- **Exercise description**: All entries are to be copied verbatim, while the pictures stay out.
-=-=-=-=-
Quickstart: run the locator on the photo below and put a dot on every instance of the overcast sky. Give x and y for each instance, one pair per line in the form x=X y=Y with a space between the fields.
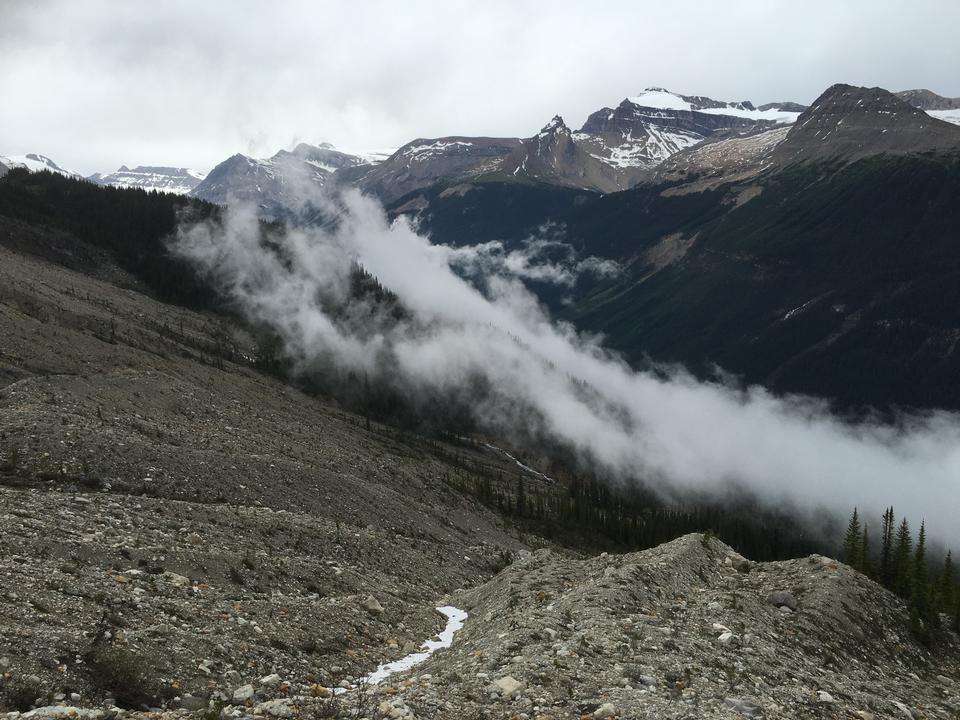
x=95 y=84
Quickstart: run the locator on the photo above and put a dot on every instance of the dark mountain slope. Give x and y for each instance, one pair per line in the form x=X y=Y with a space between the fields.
x=841 y=282
x=853 y=122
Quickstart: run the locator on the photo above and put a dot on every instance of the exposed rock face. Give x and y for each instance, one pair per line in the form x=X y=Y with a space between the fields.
x=556 y=157
x=284 y=182
x=179 y=181
x=34 y=162
x=644 y=131
x=425 y=162
x=615 y=148
x=679 y=632
x=849 y=123
x=723 y=159
x=928 y=100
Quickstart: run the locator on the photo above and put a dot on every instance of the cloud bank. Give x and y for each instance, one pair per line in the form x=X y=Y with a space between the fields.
x=678 y=434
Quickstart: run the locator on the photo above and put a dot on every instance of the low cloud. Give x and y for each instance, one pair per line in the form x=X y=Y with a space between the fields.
x=542 y=257
x=676 y=433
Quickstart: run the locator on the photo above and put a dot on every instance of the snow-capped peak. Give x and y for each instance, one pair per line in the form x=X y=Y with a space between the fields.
x=35 y=163
x=175 y=180
x=556 y=124
x=660 y=99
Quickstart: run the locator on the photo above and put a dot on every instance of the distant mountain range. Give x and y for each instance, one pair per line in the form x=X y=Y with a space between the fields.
x=178 y=181
x=808 y=249
x=817 y=257
x=653 y=136
x=33 y=163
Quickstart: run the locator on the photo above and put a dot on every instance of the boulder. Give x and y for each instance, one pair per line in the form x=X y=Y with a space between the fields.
x=782 y=598
x=605 y=711
x=242 y=694
x=507 y=686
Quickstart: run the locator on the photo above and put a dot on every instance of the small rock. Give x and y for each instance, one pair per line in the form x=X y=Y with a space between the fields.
x=729 y=638
x=607 y=710
x=232 y=677
x=243 y=693
x=782 y=598
x=179 y=580
x=745 y=706
x=508 y=686
x=193 y=702
x=904 y=710
x=274 y=708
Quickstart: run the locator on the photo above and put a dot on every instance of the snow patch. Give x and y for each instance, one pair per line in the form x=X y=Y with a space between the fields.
x=455 y=619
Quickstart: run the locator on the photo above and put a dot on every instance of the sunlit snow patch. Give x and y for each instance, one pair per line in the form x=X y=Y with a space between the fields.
x=455 y=620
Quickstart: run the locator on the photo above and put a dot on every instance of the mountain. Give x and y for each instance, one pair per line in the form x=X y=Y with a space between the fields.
x=613 y=150
x=818 y=257
x=853 y=122
x=644 y=130
x=178 y=181
x=553 y=156
x=942 y=108
x=277 y=185
x=927 y=100
x=34 y=163
x=425 y=162
x=188 y=530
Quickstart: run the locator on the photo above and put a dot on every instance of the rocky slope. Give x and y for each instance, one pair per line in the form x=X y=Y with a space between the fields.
x=179 y=181
x=849 y=123
x=928 y=100
x=174 y=520
x=426 y=162
x=645 y=130
x=277 y=185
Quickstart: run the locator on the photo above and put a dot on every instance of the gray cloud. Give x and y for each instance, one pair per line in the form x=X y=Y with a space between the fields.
x=666 y=427
x=543 y=257
x=94 y=83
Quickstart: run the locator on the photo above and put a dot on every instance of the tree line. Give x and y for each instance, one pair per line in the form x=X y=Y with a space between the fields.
x=901 y=565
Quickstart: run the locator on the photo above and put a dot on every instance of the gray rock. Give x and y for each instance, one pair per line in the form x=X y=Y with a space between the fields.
x=243 y=693
x=508 y=686
x=782 y=598
x=745 y=706
x=193 y=702
x=232 y=677
x=605 y=711
x=274 y=708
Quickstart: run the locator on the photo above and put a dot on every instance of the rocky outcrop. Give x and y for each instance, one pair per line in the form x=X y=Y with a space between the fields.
x=848 y=123
x=426 y=162
x=278 y=185
x=928 y=100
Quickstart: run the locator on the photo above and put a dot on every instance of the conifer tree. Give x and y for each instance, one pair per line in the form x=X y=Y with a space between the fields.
x=852 y=542
x=901 y=560
x=945 y=585
x=920 y=585
x=886 y=548
x=863 y=559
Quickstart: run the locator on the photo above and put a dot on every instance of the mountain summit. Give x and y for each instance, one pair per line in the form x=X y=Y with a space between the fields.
x=854 y=122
-=-=-=-=-
- **Task result**:
Quickstart: run the locator on the photo below and put a dot on every instance of the overcast sky. Give x and y for each instance, one pair per line in the form x=X y=Y with a space between the fields.
x=95 y=84
Quickstart: run the locator on the photo above and put a dot on every instance of the dark mountain slope. Give x and y for each instance, one pair per line in the form x=X y=Y with a space between the fields.
x=841 y=282
x=853 y=122
Quickstart: run the locator on the photo above and put a dot on every instance of the exposed rock face. Give x and y for each instance, one pair per line in the form x=X y=Y with a space between the fields.
x=556 y=157
x=284 y=182
x=179 y=181
x=34 y=162
x=644 y=131
x=425 y=162
x=615 y=148
x=679 y=632
x=849 y=123
x=723 y=159
x=928 y=100
Quickstart: run the locator on the photo above and put a dot on every instance of the cloud bank. Give x and y for each instance, one pair per line in the form x=X y=Y with a space between the fields.
x=678 y=434
Quickstart: run the locator on the photo above and put a dot on every instance of the low cloud. Give x and y for each instance, one pair per line in the form x=X y=Y with a space between the fields.
x=542 y=257
x=676 y=433
Quickstart: run the locator on the photo above and put a dot on every instance of the snow-capped peak. Give x and y for each instance, one pair per line in the form x=X y=Y with a space between the fields.
x=35 y=163
x=175 y=180
x=556 y=124
x=660 y=99
Quickstart: run the locator on the photo above and put a dot on every instance of the distant mountain range. Give x and y for each instance, one pair per line in the form x=X y=Y with a space between the fields.
x=178 y=181
x=808 y=249
x=817 y=257
x=653 y=136
x=33 y=163
Quickstart: run the locator on the photo above and put a dot on every instance of the boulder. Give x and y for each instance, one pair per line in the form x=X y=Y with a space between the fields.
x=782 y=598
x=605 y=711
x=242 y=694
x=507 y=686
Quickstart: run the locator on the photo above and put a dot on every instance of the small rock. Give x and y for each instance, one pair per line in the form x=X y=Y with a space between the fields.
x=729 y=638
x=607 y=710
x=232 y=677
x=243 y=693
x=782 y=598
x=179 y=580
x=745 y=706
x=508 y=686
x=193 y=702
x=904 y=710
x=274 y=708
Quickstart: run the locator on the photo above and put a dot on every instance of the snow patch. Give x and y for each instance, one pair per line in the form x=X y=Y with a space between the fields.
x=455 y=619
Quickstart: run the locator on the photo above and put a dot on every instance of the sunlit snow patch. Give x and y for each instance, one pair per line in the form x=X y=Y with a space between the fields.
x=455 y=620
Quickstart: run the locator on the photo above and put a dot on every instance of the mountain. Give x and y for each instance, one pair per line in the form x=X y=Y with a space between the fields.
x=613 y=150
x=818 y=257
x=853 y=122
x=644 y=130
x=178 y=181
x=553 y=156
x=942 y=108
x=277 y=185
x=927 y=100
x=34 y=163
x=425 y=162
x=188 y=530
Quickstart: run the locator on the photo above and put a dot on every instance of the rocky slope. Give x and y for each instance, one pair per line in the form x=X y=Y with a space between the fields.
x=179 y=181
x=849 y=123
x=928 y=100
x=174 y=520
x=426 y=162
x=645 y=130
x=277 y=185
Quickstart: run the locator on the photo above and put a dot on every instance of the gray cloud. Give x and y for each instance, one pair per line in the form x=X y=Y with a space between the fields.
x=666 y=427
x=543 y=257
x=94 y=83
Quickstart: run the locator on the photo above and put a dot on every instance of the tree line. Give x and y for each instance, one pair per line in the form x=X y=Y with a space between the fields.
x=901 y=565
Quickstart: run the locator on the photo above and put a dot on every instance of the gray rock. Give x and y for each instance, one pair per line in the form x=X y=Y with a space between the fields.
x=243 y=693
x=508 y=686
x=782 y=598
x=745 y=706
x=193 y=702
x=232 y=677
x=605 y=711
x=274 y=708
Quickstart: run the locator on the photo above and put a dot on every instance of the rocky outcrop. Give x and y for each instance, one pair per line in the form x=X y=Y with a space between the fields.
x=848 y=123
x=426 y=162
x=278 y=185
x=928 y=100
Quickstart: run the locator on the photo above and put a dot on every instance of the conifer tree. Give x and y for each instance, one pair per line in the form x=X y=Y with a space between the fields.
x=852 y=542
x=901 y=560
x=945 y=585
x=920 y=585
x=886 y=548
x=863 y=559
Quickstart: run the locator on the photo above and put a dot on every instance of the mountain summit. Give x and y for each instance, one pair per line in the form x=X y=Y with a space between the fields.
x=854 y=122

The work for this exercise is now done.